EXERCISE AIM ▸
Please say whether each statement below agrees with the article on bankruptcy, answering yes or no and quoting the words from the article that decide it.
1. Goldstein is a graduate of Duke University Law School.
2. In a Chapter 7 bankruptcy, Social Security income is protected.
3. Goldstein set up his own bankruptcy practice in 2004.

Since the economic downturn began in 2008, bankruptcy filings have been on the rise overall across the nation. According to Scott Goldstein, an attorney in private practice in Lake Hiawatha, while the trend has been increasing, lately there has been a slight decline. He said this may be due to the fact that at this point, many people who would like to file for bankruptcy just can’t afford to do so.
Goldstein, a graduate of Duke University Law School, practiced commercial litigation starting in 2004. Last year, he established his own practice focusing on bankruptcy, because he wanted to use his legal education doing work that brought him more personal fulfillment.
“When I was working in commercial litigation, I worked for a large company representing people who have a lot of money and wanted to make more," said Goldstein. "This wasn’t why I went to law school.
“When you are handling a bankruptcy for someone, you are taking someone who is in the worst possible financial situation and giving them hope and a way out of the crushing burden many people are carrying right now,” he explained.
Goldstein points out that bankruptcy is not a cure-all, but sometimes it is the only reasonable option.
When should someone explore the option of bankruptcy?
“When someone finds that they are not able to pay basic bills like rent, mortgage payments, electric and heat and can't handle other essential costs such as food and medicine because they are paying credit card bills, that is generally a good indicator that it’s time to consider bankruptcy,” said Goldstein.
Sifting through the types of bankruptcies available can make many people’s heads begin to swirl, but Goldstein said a mere two options make the most sense for most people: Chapter 7 and Chapter 13.
Chapter 7 is generally the more suitable route for a person who has, for instance, a lot of credit card debt, but does not have a lot of assets.
For example, if someone has $25,000 in credit card debt, but rents or owns a home with very little equity and doesn’t own any other property that could be liquidated to pay creditors, Chapter 7 might be the most suitable route to bankruptcy.
Also, with Chapter 7, there are some exceptions to what creditors can go after. For instance, an individual could keep up to $11,525 worth of household goods and furnishings, clothing, wedding bands, and a certain amount of personal electronics such as a computer.
Also, in a Chapter 7 bankruptcy, income from unemployment, disability and Social Security is protected.
It’s important to remember that for this type of bankruptcy, there are income requirements to be met. An individual must show that he or she is earning less than the median income in the state—for an individual, that's approximately $59,000 annually; it's $101,000 for a family of four. Expenses such as housing, food, medicine and other essentials can be deducted from the annual income in order to meet the requirements, said Goldstein.

DATA SHOWN ▸
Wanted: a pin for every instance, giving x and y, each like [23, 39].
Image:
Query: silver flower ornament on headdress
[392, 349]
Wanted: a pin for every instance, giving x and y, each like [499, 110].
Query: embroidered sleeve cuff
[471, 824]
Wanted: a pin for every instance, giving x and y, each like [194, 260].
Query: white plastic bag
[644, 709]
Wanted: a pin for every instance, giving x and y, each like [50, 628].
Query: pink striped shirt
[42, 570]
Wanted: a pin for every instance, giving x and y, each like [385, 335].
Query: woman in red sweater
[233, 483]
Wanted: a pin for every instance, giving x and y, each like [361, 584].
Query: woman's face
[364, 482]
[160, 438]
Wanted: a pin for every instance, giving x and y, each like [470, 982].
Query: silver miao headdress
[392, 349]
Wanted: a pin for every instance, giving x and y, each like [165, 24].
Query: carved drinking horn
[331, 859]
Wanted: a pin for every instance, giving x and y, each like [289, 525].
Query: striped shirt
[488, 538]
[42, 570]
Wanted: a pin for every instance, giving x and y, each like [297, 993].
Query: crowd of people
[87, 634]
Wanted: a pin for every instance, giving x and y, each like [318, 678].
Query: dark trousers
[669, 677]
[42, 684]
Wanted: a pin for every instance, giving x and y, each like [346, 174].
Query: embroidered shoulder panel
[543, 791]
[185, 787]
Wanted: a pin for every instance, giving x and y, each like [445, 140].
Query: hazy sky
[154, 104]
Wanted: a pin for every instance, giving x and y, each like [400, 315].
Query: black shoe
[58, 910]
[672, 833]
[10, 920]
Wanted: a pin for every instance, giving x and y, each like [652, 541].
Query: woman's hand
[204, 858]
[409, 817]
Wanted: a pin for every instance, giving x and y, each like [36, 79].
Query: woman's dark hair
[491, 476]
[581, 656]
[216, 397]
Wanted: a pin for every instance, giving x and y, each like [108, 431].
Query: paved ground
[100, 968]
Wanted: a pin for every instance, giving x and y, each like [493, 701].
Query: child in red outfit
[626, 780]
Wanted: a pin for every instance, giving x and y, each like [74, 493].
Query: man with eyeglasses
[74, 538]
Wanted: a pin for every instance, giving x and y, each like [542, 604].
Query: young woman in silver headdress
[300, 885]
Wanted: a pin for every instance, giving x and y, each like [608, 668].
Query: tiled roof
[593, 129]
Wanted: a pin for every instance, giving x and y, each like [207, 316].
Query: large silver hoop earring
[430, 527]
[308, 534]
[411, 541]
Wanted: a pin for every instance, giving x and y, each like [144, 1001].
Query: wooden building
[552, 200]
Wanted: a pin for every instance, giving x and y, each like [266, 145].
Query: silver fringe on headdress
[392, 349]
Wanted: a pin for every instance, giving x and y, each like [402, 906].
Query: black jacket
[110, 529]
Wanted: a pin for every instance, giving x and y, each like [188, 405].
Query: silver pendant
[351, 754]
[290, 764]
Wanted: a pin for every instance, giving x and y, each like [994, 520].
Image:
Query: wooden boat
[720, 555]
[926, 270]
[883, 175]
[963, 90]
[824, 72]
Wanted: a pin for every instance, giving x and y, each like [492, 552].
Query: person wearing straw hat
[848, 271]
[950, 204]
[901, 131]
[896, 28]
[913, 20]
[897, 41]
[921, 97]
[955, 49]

EXERCISE RESULT ▸
1. Yes: "Goldstein, a graduate of Duke University Law School, practiced commercial litigation starting in 2004."
2. Yes: "in a Chapter 7 bankruptcy, income from unemployment, disability and Social Security is protected."
3. No: "practiced commercial litigation starting in 2004. Last year, he established his own practice focusing on bankruptcy"